A run of records:
--- begin ---
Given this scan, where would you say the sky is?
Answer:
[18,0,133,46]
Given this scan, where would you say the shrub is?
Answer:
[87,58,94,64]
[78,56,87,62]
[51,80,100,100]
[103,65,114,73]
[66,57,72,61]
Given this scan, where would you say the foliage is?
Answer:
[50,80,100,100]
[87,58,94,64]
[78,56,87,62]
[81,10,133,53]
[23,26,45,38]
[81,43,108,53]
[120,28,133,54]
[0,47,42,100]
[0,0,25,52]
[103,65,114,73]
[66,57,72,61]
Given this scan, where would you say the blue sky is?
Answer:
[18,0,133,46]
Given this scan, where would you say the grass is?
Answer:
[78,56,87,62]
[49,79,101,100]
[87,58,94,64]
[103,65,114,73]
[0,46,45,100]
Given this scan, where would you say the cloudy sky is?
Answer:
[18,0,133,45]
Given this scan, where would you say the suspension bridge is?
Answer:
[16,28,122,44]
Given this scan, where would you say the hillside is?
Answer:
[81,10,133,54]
--- end ---
--- begin ---
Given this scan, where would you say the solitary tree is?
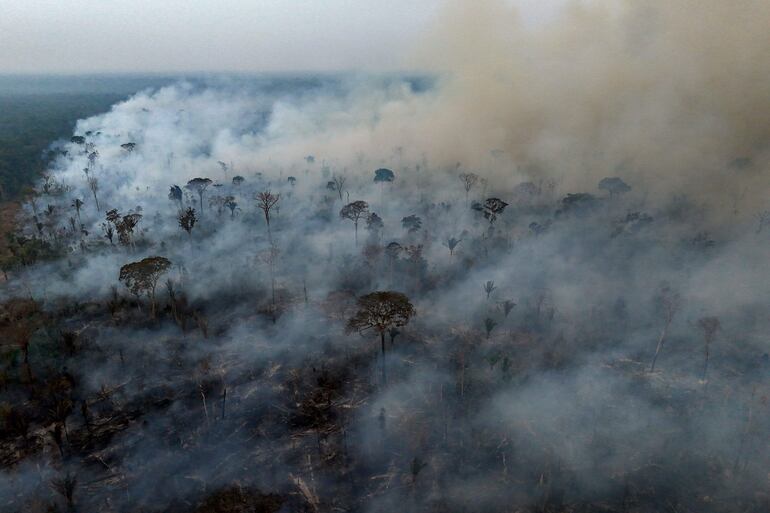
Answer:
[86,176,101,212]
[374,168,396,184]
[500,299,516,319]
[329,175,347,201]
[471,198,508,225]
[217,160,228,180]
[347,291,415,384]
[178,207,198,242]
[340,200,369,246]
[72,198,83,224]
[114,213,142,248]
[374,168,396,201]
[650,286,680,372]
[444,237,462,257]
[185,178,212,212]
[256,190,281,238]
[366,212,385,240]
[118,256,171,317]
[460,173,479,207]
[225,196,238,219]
--- end ---
= WRITTEN REQUEST =
Rewrite everything from the line containing "Given this scan, where would you say the cloudy" down to the line containing "[81,10,133,54]", both included, as a Markdown table with the columns Row and Line. Number each line in order and leave out any blank lines.

= SOLUTION TO THIS PROBLEM =
| Row | Line |
|---|---|
| 1 | Given this scan, where would you say the cloudy sky is? |
| 2 | Answer: |
| 3 | [18,0,133,45] |
| 4 | Given this scan, where would you say the suspension bridge is? |
| 5 | Answer: |
| 6 | [16,28,122,44] |
| 7 | Given this scan, where would you say the hillside is? |
| 8 | Answer: |
| 9 | [81,10,133,54] |